Ces trois pannes en un peu plus de deux ans montrent que rien n'est parfait, pas plus un vélo à assistance électrique à 3000 roros qu'autre chose. Je suis soigneux et précautionneux. Ce vélo est entretenu et révisé deux fois l'an. Il n'a jamais subi de chocs. Je roule sur route. Je l'utilise gentiment, en roulant à moins de 17 km/h de moyenne, bien que le chargeant comme une mule, le poids total en charge demeurant néanmoins sous le maximum préconisé par le constructeur.

Les deux intertitres précédents sont en forme interrogative. La cause réelle de la panne ne m'est pas connue. La politique de SAV de Kalkhoff est le changement de bloc-moteur pour l'Impulse. Bosh procède de la même manière. Pendant la période de garantie, ça se conçoit. Il est procédé à un échange standard, et le client est content. Hors garantie, c'est différent. Le changement d'une roue-libre ou d'un capteur de force, en posant par hypothèse que les problèmes venaient effectivement de ces composants, par un mécanicien compétent est a priori moins coûteux pour le client que la substitution d'un bloc-moteur à un autre.

Malgré la progression rapide du marché des VAE (+30% par an en France), les produits ne sont peut-être pas matures, pour des raisons d'erreurs de conception : certaines pièces ne seraient pas adaptées à un usage plus intensif que celui prévu par le concepteur (cyclo camping avec une machine conçue pour des déplacements urbains par exemple) ou pour des raisons de recherche de bénéfice à court terme : les constructeurs vendraient le plus cher possible des produits les moins coûteux possibles. Il est peut-être naïf de croire à l'auto-régulation du marché, tout en émettant l'hypothèse qu'un constructeur, actuel ou à venir, pourrait tailler des croupières aux autres en proposant des produits bien plus fiables, tant pour les systèmes d'assistance que pour les périphériques (roues, axes et roulements, etc.).

□ □ □

§ **Travail demandé**:
#1 Relevez toutes les pièces de vélo désignées précisément dans le texte sur les pannes de vélo électrique. Laissez de côté les termes généraux « systèmes d'assistance » et « périphériques ».
#2 Poursuivez le texte sur les pannes de vélo électrique après sa dernière phrase.

□ □ □

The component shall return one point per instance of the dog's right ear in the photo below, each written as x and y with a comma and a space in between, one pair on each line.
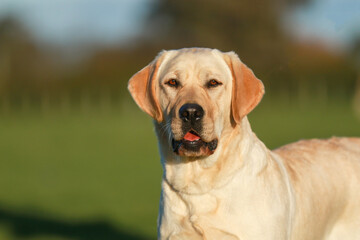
142, 87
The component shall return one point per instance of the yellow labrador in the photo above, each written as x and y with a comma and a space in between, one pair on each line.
220, 181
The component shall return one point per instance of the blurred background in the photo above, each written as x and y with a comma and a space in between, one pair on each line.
79, 160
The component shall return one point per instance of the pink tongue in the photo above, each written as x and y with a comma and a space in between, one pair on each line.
191, 137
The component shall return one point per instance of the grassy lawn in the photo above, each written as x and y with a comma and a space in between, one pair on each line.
96, 175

□ □ □

§ **Résultats obtenus**:
#1 bloc-moteur, roue-libre, capteur de force, roues, axes, roulements

#2
Les systèmes d'assistance à moteur central n'en sont qu'aux toutes premières générations, la commercialisation n'a à peu près que dix ans. Les clients actuels (dont moi, pas de bol!) essuient les plâtres. Au vu des problèmes et des retours, si la satisfaction du client est un des objectifs (rêvons un peu), les systèmes pourraient s'améliorer, en performances (la progression du couple moteur et de la capacité des batteries est un enjeu évident en ce moment), et, pourquoi pas, en terme de fiabilité des systèmes d'assistance et de toute la partie cycle. Malheureusement, la durée de vie commerciale de ces moteurs est courte. Plutôt que d'améliorer au vu des retours, les constructeurs mettent sur le marché de nouveaux systèmes.

Ces réflexions sont bien gentilles mais les pannes demeurent très énervantes. Partir en voyage avec les copains et se retrouver planté à mi-parcours de la première étape est passablement frustrant.

Les moteurs Bosh sont les plus connus actuellement. Comme les autres, ils ne semblent pas exempt de défauts. Voici par exemple le témoignage de Luidji76 (Jean-Louis qui habite à La Londe) sur le forum Cyclurba (discussion 17215) qui répond à Zaza ayant eu des soucis de panne électrique sur un Moustache 27/9 Silver, Jean-Louis ayant un Haibike Xduro RX26 : « Code erreur 500, je suis habitué, j'en suis au 4ème moteur en 4250 km... Respectivement 800, 900 et 2550 km pour le 3ème. L'actuel en est à 2700, je croise les doigts… Pas moyen de connaître la raison des pannes, Bosch change sans faire d’histoire, mais quid après la garantie. De + batterie d'origine 6 mois, la suivante 1 an, ils sont en progrès. Et avec ça le chargeur a fait 1 an ½. Bravo la fiabilité Bosch. » Un exemple ne suffit pas pour décrédibiliser un système ou un autre. J'ai connaissance d'exemples inverses de personnes avec des systèmes divers : Panasonic, Bosh ou Impulse qui ont fait des dizaines de milliers de kilomètres sans le moindre souci.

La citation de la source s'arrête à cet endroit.